--- START OF PASSAGE GIVEN ---
Surprisingly, Blight is married. His wife is Katy, a very sexy woman and daughter of a rich man, who has sexually abused his daughter. She had been in and out of mental institutions since she was twelve, and a registered sex offender since her fifteenth birthday. Blight first sees her on a gurney in an institution and is immediately attracted to her. It takes him a while to find out who she is and where she is but, when he does, they are soon engaged in what Katy calls passing the ghost. He is then determined to save her. He gets her out and, with a friend in the Bureau of Records, manages to have all records expunged.

Much of the book tells the tale of how Blight ended up at the hotel. After their marriage, they enjoy Katy’s riches, doing the Grand Tour and travelling round the world on her yacht (Paris was disappointing, There were only five whores in the entire city.). But things go wrong. It turns out that she has all her money invested in a Hollywood film company and when the film company goes bust, so does she. But Katy still looks sixteen – or younger – and Blight is able to pimp her to men who want what they think is a fifteen-year old. Schneck clearly liked this idea as a considerable amount of the book si taken up with the details, including Blight’s negotiations with the men, some of whom, of course, are the high and mighty but some of whom are prepared to spend all their money on a romp with Katy. However, while their men are happy to continue in this way, their wives are not and it soon all falls apart. Blight, as we know, ends up in the Travelers Hotel as a night clerk.

This novel is great fun, even if Schneck does go somewhat overboard on the sexual romps. It is clear to see why it has become a cult novel. Blight is a wonderful character, as fat men have sometimes been in literature and cinema. It would have been nice to have more of the novel set in the hotel, with its voices and ghosts and strange characters, all presided over by J Spenser Blight, a man not afraid of the police nor the stranger guests, a man who could be abrupt and harsh but had a certain sympathy both for the downtrodden and eager but broke young lovers and, above all, a man who has become a great character of US literature.
--- END OF PASSAGE GIVEN ---
■ **SET PROBLEM**:
Retype the part of the book review between "This novel is" and "of US literature.", inclusive.
--- START OF PROVIDED RECORDS ---
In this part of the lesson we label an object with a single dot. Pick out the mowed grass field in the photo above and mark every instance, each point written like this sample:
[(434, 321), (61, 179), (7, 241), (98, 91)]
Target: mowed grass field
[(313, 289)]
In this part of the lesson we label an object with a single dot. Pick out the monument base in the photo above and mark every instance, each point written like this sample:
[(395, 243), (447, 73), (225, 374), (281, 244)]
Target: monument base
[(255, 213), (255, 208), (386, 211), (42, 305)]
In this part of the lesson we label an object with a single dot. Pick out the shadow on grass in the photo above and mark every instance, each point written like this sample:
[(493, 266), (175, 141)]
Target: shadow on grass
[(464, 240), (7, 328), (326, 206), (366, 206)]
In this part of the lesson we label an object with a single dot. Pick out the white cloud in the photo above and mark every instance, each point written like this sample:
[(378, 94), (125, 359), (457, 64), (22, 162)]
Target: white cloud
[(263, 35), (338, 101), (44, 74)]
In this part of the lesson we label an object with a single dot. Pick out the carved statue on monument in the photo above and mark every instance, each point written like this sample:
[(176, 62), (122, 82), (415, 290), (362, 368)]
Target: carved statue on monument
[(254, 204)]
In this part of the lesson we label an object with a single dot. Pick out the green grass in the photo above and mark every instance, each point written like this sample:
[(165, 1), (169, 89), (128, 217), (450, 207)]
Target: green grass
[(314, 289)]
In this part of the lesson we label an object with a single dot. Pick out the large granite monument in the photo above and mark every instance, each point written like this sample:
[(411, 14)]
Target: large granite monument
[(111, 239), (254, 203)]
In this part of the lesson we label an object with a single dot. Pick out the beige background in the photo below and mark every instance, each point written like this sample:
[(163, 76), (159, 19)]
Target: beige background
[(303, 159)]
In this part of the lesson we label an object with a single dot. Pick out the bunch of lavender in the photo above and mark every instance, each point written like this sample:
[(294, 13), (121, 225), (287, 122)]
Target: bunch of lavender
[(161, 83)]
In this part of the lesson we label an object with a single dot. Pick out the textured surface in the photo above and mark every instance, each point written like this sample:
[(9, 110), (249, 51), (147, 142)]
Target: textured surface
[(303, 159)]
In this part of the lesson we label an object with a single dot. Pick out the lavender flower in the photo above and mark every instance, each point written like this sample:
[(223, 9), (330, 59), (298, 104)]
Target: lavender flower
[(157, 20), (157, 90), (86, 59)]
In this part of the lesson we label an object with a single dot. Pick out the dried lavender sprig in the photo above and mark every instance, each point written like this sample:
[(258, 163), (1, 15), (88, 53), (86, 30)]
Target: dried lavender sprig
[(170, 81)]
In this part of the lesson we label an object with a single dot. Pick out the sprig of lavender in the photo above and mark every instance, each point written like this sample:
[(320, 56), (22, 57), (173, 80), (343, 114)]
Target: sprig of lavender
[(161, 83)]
--- END OF PROVIDED RECORDS ---
■ **FINISHED TASK**:
This novel is great fun, even if Schneck does go somewhat overboard on the sexual romps. It is clear to see why it has become a cult novel. Blight is a wonderful character, as fat men have sometimes been in literature and cinema. It would have been nice to have more of the novel set in the hotel, with its voices and ghosts and strange characters, all presided over by J Spenser Blight, a man not afraid of the police nor the stranger guests, a man who could be abrupt and harsh but had a certain sympathy both for the downtrodden and eager but broke young lovers and, above all, a man who has become a great character of US literature.